Em um dos mais importantes pontos de estrangulamento marítimo, por meio do qual passa grande parte do comércio asiático, uma empresa de energia chinesa está investindo em um porto de águas profundas, grande o suficiente para receber um porta-aviões. Outra companhia estatal chinesa vem reformando um ancoradouro ao longo da região ferozmente disputada do Mar da China Meridional.
Perto dali, uma rede ferroviária financiada principalmente por um banco do governo chinês está sendo construída para distribuir mercadorias chinesas ao longo de uma nova Rota da Seda. E um desenvolvedor chinês decidiu criar quatro ilhas artificiais, que podem abrigar cerca de 750 mil pessoas, e que estão sendo fortemente oferecidas para cidadãos chineses.
Cada um desses projetos – juntamente com muitos outros – vem sendo construído na Malásia, uma democracia do sudeste asiático que está no centro do esforço da China para obter influência global.

## TAREFA 1
Segundo o trecho sobre os investimentos chineses na Malásia, quantas pessoas as quatro ilhas artificiais podem abrigar?
## TAREFA 2
Verta para o inglês esta frase do trecho sobre os investimentos chineses na Malásia: "Cada um desses projetos – juntamente com muitos outros – vem sendo construído na Malásia, uma democracia do sudeste asiático que está no centro do esforço da China para obter influência global."

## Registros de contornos

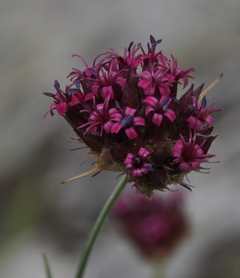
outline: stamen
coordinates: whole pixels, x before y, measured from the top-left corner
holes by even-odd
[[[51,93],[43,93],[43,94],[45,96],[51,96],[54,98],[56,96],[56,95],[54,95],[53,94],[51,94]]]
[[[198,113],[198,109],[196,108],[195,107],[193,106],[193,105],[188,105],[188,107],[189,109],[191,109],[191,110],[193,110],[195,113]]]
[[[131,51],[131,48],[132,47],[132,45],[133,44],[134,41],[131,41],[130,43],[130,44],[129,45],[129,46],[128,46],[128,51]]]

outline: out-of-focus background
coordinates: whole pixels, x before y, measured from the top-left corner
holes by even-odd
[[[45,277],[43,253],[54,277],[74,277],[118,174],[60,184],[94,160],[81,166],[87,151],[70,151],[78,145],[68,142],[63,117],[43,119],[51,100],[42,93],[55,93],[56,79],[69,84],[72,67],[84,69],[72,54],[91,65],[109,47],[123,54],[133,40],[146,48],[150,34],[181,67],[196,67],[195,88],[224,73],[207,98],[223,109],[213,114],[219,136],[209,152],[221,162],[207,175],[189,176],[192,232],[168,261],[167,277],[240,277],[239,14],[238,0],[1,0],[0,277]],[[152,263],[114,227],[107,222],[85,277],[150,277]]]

## RESPOSTA 1
Cerca de 750 mil pessoas.

## RESPOSTA 2
Each of these projects – along with many others – is being built in Malaysia, a Southeast Asian democracy that is at the center of China's effort to gain global influence.